[Data excerpts Boundary: Start]

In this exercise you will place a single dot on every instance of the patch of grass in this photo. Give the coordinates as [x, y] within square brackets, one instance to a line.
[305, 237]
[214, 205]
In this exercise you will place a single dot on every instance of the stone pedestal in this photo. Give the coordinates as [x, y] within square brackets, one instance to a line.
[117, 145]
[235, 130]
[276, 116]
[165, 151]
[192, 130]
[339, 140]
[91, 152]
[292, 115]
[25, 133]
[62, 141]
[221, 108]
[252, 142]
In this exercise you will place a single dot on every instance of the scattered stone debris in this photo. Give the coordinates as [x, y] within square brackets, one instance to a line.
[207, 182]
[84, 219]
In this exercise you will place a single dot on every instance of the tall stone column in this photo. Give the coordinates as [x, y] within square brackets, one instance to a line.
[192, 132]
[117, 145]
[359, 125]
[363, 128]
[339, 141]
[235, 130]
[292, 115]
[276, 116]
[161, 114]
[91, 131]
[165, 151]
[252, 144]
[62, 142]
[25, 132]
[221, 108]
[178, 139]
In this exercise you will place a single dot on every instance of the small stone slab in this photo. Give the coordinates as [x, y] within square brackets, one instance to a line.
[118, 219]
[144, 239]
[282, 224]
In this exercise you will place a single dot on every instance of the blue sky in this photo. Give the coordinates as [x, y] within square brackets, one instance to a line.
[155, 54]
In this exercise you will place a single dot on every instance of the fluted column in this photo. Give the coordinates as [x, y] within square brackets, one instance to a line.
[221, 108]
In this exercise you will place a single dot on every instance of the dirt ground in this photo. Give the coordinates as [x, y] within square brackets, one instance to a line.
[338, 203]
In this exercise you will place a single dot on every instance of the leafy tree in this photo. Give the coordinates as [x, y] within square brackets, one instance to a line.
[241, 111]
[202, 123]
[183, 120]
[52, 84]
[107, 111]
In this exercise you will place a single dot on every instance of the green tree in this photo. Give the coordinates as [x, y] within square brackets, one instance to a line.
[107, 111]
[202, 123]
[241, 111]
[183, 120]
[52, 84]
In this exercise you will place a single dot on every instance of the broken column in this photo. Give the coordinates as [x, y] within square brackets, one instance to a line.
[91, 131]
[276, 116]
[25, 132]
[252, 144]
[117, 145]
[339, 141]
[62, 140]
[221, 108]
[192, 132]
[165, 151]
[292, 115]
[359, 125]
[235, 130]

[Data excerpts Boundary: End]

## Directions
Write out all the entries exactly.

## Solution to this task
In this exercise you will place a single dot on every instance of the patch of grass in this photo. Give the coordinates as [x, y] within square brackets, one instance to a line.
[305, 237]
[214, 205]
In this exercise you will place a single dot on every instance of the stone pedestal in this photo. Give the coordinates as [x, y] within square brackets, one instance to a line.
[117, 145]
[235, 130]
[276, 116]
[165, 151]
[192, 130]
[339, 140]
[91, 152]
[292, 115]
[25, 133]
[62, 141]
[221, 108]
[252, 142]
In this exercise you will place a single dot on every instance of the scattered stone debris in this photo. Give the coordinates as [x, y] within square brackets, one instance to a line.
[207, 182]
[84, 219]
In this exercise you will place a single dot on every instance of the tall stone column in this photo. Give the coordinates as [x, y] within square brackets, one instance to a line.
[192, 132]
[117, 145]
[359, 125]
[363, 128]
[339, 141]
[235, 130]
[292, 115]
[276, 116]
[161, 114]
[91, 131]
[165, 151]
[252, 144]
[62, 142]
[25, 132]
[221, 108]
[178, 139]
In this exercise you will place a single dot on every instance of the small stone slab in this photo. Give the coordinates as [x, y] within square brackets, one instance to a line.
[118, 219]
[144, 239]
[282, 224]
In this exercise you will place a single dot on every instance of the blue sky in this photo. Give the coordinates as [x, y] within square brackets, one instance to a line.
[155, 54]
In this exercise you will place a single dot on every instance of the fluted column in this photo. Give the coordinates as [x, y] within square brackets, one instance to a line.
[221, 108]
In this exercise you will place a single dot on every instance of the dirt ground in this photo. Give the coordinates as [x, y] within square brackets, one instance to a line.
[338, 203]
In this exercise you will place a single dot on every instance of the leafy tree in this photo. Give the coordinates as [x, y] within square brackets, one instance to a line.
[241, 111]
[202, 123]
[183, 120]
[52, 84]
[107, 111]
In this exercise you will place a single dot on every instance of the green tree in this photo. Give the coordinates as [x, y] within square brackets, one instance to a line.
[107, 111]
[202, 123]
[241, 111]
[183, 120]
[52, 84]
In this exercise you will place a single dot on every instance of the broken column in this photo. Give the coordinates as [x, y] within square brackets, one instance to a line.
[91, 131]
[276, 116]
[25, 132]
[252, 144]
[117, 145]
[339, 141]
[62, 140]
[221, 108]
[192, 132]
[165, 151]
[292, 115]
[359, 125]
[235, 130]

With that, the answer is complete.